## PROBLEMS TO SOLVE
1. Answer these questions from the game recap.
(a) Which Blues player chipped the puck into the net to tie the game?
(b) Which Kings player scored to give LA a 2-1 lead?
(c) With five minutes left in the middle frame, by what count were the Blues being outshot in that period?
2. Decide whether each statement agrees with the game recap. Answer yes or no, and quote the words that settle it.
(a) The Blues scored on their first power play.
(b) The Kings got the first four shots on goal in the first two minutes.
(c) The coaches challenged the Kings' first goal.

The St. Louis Blues continued their road trip out west with a game against the Los Angeles Kings. It was another rough start the team had to bounce back from.
The Kings got the first four shots on goal in the first two minutes. St. Louis didn’t have anything.
LA would get the first goal of the game too. A shot from out high went off the body of the man in front of Jordan Binnington. It seemed as though there was contact on the goalie, but not enough for the coaches to challenge, so it stayed 1-0.
The Blues battled back from there. They had a power play attack and rang one off the post, but couldn’t score.
St. Louis got a second power play almost four minutes later. This time around, the attack was a little more disjointed, but still created some opportunities.
The Blues would tie the game before the first 20 minutes were gone. A give and go led to a shot from Pavel Buchnevich from the right circle.
It was saved and it looked as though the Kings controlled the rebound. Robert Thomas just took a whack at the puck and chipped it into a partially empty net for the 1-1 score.
From then on, it was the Jordan Binnington show. He was shuffling back and forth and staying with shooters that were only feet away from the net. He came up with marvelous pad saves throughout the first half of the second period, bailing the Blues out several times when they couldn’t clear their own zone.
Eventually, the push from the Kings resulted in a goal. St. Louis got too cute with it, trying an east/west pass entering the zone, which turned the puck over and led to a partial break for Adrian Kempe.
Binnington was kind of deep in his net and also went for a poke check, which lowered the blocker shoulder. Kempe roofed it over that shoulder to give the Kings a 2-1 lead.
After a good first period, St. Louis had nothing offensively. With five minutes left in the middle frame, the Blues were being outshot 16-4 in the period.
The third period was a big mixed bag. The Blues hung with LA in terms of hitting the net, but it was extremely riskythe entire time.
The Blues gave up two breakout rushes when they were on the power play. It was a truly bad power play attack that we’ve come to expect from this team.
You felt the game slipping away when the Blues took a tripping penalty. The Kings were creating all over the place, but either missed the net or got stopped by Binnington.

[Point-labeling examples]
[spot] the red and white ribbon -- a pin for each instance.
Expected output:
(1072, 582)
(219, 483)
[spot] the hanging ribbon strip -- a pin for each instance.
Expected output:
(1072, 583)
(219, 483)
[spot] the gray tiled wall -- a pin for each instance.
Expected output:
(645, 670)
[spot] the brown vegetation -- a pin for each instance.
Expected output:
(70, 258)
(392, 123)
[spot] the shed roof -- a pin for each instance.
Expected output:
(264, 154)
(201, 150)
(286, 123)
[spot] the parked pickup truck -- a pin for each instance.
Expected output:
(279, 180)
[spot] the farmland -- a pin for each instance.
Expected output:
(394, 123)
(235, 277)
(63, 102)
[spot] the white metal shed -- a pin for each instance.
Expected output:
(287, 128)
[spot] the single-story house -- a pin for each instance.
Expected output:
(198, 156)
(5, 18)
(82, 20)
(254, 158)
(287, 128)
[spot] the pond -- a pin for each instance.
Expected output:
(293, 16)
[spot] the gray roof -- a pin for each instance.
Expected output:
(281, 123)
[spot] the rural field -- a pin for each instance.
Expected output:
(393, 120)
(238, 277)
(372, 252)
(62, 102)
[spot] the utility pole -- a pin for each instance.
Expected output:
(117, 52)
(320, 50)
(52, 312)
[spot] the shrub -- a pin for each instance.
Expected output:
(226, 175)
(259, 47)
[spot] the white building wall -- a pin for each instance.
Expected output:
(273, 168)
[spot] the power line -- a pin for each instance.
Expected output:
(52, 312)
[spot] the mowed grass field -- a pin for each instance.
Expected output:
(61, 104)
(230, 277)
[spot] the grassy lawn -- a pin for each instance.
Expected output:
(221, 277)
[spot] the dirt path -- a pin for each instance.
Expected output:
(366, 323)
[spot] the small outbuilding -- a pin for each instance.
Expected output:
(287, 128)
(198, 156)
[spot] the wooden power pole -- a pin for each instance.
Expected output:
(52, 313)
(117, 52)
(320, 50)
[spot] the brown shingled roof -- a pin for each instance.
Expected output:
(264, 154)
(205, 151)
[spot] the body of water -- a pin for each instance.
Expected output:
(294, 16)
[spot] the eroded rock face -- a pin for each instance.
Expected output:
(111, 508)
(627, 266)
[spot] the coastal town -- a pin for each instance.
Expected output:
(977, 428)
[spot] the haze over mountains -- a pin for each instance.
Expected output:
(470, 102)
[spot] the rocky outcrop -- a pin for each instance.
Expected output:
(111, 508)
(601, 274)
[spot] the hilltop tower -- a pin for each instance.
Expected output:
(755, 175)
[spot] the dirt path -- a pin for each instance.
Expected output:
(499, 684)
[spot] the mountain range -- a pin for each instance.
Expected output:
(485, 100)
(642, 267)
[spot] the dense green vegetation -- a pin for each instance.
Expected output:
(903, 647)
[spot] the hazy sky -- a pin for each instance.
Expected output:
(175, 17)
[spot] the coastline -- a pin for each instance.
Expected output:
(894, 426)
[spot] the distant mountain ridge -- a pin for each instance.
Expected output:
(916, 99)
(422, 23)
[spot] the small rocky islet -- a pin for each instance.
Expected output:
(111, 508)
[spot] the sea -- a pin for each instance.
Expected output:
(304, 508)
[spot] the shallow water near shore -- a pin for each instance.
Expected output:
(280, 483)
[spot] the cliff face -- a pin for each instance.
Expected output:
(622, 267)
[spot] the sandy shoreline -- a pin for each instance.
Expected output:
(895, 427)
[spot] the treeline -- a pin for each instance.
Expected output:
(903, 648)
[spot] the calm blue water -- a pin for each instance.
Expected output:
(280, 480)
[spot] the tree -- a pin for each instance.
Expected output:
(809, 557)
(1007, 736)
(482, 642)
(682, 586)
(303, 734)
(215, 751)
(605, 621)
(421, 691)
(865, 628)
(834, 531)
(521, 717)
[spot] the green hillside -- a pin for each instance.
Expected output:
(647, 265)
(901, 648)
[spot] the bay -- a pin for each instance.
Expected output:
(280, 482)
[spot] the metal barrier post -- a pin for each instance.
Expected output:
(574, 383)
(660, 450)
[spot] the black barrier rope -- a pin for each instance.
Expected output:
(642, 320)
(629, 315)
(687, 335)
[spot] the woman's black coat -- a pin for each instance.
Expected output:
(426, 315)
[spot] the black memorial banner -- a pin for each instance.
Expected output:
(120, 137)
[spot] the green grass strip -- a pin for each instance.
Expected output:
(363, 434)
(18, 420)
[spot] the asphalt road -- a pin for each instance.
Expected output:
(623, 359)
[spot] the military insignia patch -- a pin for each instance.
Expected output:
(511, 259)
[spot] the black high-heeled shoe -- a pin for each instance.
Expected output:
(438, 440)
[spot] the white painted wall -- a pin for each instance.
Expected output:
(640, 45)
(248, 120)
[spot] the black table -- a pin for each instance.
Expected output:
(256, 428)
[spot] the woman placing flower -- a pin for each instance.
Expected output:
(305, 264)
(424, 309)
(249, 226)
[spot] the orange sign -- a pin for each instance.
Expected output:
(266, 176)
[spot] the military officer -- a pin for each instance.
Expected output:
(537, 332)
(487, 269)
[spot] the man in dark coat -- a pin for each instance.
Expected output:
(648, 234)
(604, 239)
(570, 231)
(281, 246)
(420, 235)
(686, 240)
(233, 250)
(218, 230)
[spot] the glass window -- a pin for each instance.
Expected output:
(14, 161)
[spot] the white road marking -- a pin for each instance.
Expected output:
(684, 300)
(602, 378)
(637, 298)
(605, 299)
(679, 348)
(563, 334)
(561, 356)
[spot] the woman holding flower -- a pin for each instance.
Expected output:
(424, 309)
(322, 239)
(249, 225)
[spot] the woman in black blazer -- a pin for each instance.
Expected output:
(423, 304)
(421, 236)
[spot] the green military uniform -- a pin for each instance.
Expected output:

## WRITTEN ANSWERS
1.
(a) Robert Thomas
(b) Adrian Kempe
(c) 16-4

2.
(a) No: "They had a power play attack and rang one off the post, but couldn’t score."
(b) Yes: "The Kings got the first four shots on goal in the first two minutes."
(c) No: "but not enough for the coaches to challenge, so it stayed 1-0."